== Excerpt to read ==
************

You can imagine this deal was amazingly profitable for Monsieur JCDecaux. It was a naive cash-strapped local government versus sophisticated advertising executives.  And lets face it - TV advertising requires huge numbers of people including some very highly paid creative people.  Street furniture (even if you have to scrub off graffiti) looks like a relatively cheap platform to display adverts on.  Of course it is fat margin.

Fat margins do not last forever.  People - even people that run bus companies - don’t remain stupid forever.  Every time a contract renews the bus company gets a little wiser and the margin goes down.  The long dated contracts are all eventually renew - and they renew at lower spreads for JCDecaux.  And looking at the expiry of the old fat margin contracts you can guess what Mr JCDecaux did.  He listed his company.  

Ok - China Media Express is more profitable than JCDecaux ever was.  The little upstart China Media Express is now as profitable in aggregate as the global leader.  At this rate of growth they will be far more profitable than the global leader.  But what has me really perplexed is that CCME is growing fast at increasing margins.  Last year gross profits for the third quarter were 17 million on 26 million in revenue.  This year they are 44 million on 57 million of revenue.  Margin is exploding...

JC Decaux do street furniture in Chicago (as pictured in their 2002 annual report) - and even in places like Chicago the bus companies and the local governments get smarter over time.  In China they seem to get more stupid or more corrupt.  After all the Chicago local authorities are doing better at extracting the margin from advertisers than Chinese bus operators.  Unusual.

But who am I to question this?  Delloites is the auditor and there is 170 million on the balance sheet (representing past-profits) and that is a pretty easy thing for an auditor to check.  So I am just going to conclude that the people who run Chinese bus companies are stupid.

Really stupid.  Or really corrupt.






John


Post script:  For the avoidance of doubt the fund I know that was heavily short CCME was covering the whole way up.  They are no longer heavily short CCME.  They did however lose meaningful money.  


They would have been only a small part of the volume.  There are probably more than one party caught in this squeeze.  Whether the squeeze is over?  Who knows.


Correction:  Several people have observed that the CFO is not sub 30 and not educated at an Australian university.  I stand corrected.  There is a young director of CCME who is also the financial controller of another listed company that fits that description.  I wrote this from memory and confused my directors.  The registered office of the company however is a serviced office in Hong Kong - the same serviced office as that young director operates out of.

************

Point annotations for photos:
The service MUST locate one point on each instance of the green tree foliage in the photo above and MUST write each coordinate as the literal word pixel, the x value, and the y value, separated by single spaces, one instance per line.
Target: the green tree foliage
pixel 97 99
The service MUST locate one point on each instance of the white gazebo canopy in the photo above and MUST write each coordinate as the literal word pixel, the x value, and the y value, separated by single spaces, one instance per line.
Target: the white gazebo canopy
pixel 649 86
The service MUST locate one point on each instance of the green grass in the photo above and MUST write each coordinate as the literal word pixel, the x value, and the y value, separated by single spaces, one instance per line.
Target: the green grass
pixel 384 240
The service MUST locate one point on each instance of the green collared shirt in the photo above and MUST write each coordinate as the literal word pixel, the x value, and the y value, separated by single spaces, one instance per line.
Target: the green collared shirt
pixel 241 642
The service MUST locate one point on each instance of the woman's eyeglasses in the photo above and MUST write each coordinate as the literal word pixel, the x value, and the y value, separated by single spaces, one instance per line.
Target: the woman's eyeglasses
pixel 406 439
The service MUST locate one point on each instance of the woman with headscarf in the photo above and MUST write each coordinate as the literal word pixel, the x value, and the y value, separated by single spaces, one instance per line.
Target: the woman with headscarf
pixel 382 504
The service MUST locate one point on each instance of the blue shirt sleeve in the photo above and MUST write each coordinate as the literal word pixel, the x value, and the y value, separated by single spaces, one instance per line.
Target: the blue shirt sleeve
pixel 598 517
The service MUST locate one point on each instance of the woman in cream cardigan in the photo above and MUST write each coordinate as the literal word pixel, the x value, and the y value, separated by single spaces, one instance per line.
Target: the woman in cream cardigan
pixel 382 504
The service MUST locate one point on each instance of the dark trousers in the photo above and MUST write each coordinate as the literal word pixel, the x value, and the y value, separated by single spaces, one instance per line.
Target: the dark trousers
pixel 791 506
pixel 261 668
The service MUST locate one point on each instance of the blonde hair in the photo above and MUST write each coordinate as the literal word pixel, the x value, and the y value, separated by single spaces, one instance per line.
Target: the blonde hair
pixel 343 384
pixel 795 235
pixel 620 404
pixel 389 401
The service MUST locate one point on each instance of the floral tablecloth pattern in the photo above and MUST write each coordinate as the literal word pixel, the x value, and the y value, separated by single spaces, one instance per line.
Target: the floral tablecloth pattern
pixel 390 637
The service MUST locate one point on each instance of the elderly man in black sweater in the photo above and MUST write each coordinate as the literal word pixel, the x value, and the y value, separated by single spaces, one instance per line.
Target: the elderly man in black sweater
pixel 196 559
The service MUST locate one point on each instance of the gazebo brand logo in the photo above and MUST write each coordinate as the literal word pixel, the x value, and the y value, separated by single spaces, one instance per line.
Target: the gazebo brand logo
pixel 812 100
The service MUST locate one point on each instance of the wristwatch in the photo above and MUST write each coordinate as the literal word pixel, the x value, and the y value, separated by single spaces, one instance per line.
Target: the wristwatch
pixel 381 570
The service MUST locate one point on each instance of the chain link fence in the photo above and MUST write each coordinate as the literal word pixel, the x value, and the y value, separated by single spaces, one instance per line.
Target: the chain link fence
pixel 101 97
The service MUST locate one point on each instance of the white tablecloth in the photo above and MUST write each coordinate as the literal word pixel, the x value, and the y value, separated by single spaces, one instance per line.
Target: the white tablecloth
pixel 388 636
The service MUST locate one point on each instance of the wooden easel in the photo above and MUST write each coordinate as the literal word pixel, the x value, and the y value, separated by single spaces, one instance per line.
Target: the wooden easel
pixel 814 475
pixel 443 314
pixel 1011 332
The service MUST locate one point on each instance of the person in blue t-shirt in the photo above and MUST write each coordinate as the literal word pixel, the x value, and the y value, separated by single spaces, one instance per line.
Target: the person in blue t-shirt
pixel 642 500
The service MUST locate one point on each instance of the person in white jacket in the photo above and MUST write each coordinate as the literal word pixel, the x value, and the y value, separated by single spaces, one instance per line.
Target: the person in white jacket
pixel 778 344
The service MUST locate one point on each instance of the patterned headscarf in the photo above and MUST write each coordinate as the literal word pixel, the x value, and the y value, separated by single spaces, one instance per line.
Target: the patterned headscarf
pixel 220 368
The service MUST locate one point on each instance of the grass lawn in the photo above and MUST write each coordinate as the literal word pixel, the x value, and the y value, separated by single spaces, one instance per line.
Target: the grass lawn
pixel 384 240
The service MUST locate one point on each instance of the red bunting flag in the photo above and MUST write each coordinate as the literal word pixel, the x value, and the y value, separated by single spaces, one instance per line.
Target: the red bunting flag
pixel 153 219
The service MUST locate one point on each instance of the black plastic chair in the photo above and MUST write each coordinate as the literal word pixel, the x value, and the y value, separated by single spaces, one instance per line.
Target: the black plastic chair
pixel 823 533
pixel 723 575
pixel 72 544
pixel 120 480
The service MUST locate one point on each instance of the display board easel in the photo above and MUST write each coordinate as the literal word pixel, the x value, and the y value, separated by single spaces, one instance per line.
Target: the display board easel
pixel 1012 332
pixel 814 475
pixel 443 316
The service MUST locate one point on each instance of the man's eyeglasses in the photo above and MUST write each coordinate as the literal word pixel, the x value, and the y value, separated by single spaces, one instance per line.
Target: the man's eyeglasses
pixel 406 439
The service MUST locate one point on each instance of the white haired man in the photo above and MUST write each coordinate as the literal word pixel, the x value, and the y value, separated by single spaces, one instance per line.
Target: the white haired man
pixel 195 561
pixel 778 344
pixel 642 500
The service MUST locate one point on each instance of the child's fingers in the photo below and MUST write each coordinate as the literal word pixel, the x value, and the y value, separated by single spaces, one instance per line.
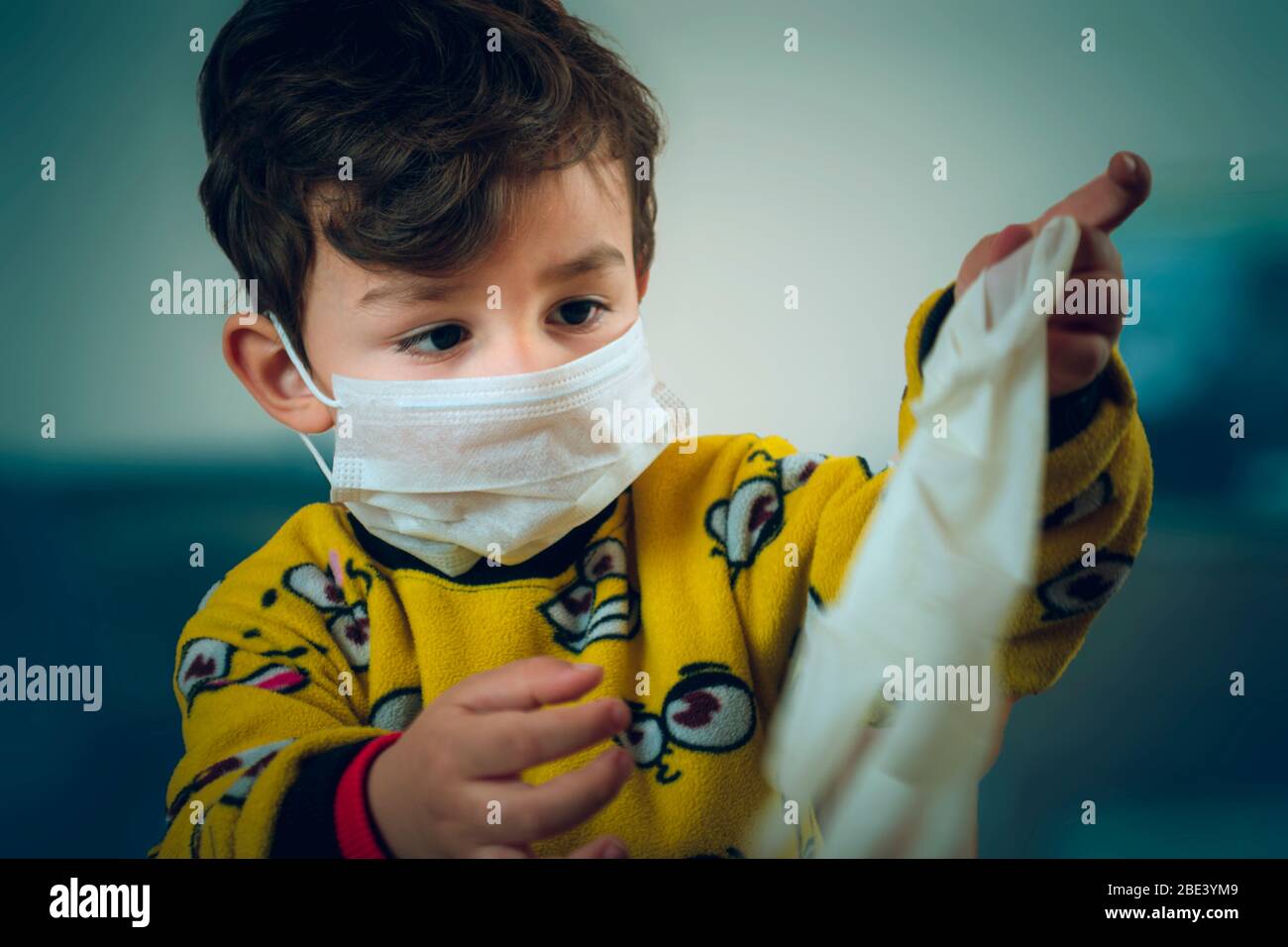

************

== Requirements ==
For each statement below, say whether it agrees with the post about China Media Express, and quote the exact words from the post that settle it: (a) This year's third-quarter gross profits for CCME were 44 million on 57 million of revenue. (b) The text names Ernst & Young as CCME's auditor. (c) The fund that was heavily short CCME is still heavily short.

== Answer to the task ==
(a) Yes: "This year they are 44 million on 57 million of revenue."
(b) No: "Delloites is the auditor"
(c) No: "They are no longer heavily short CCME."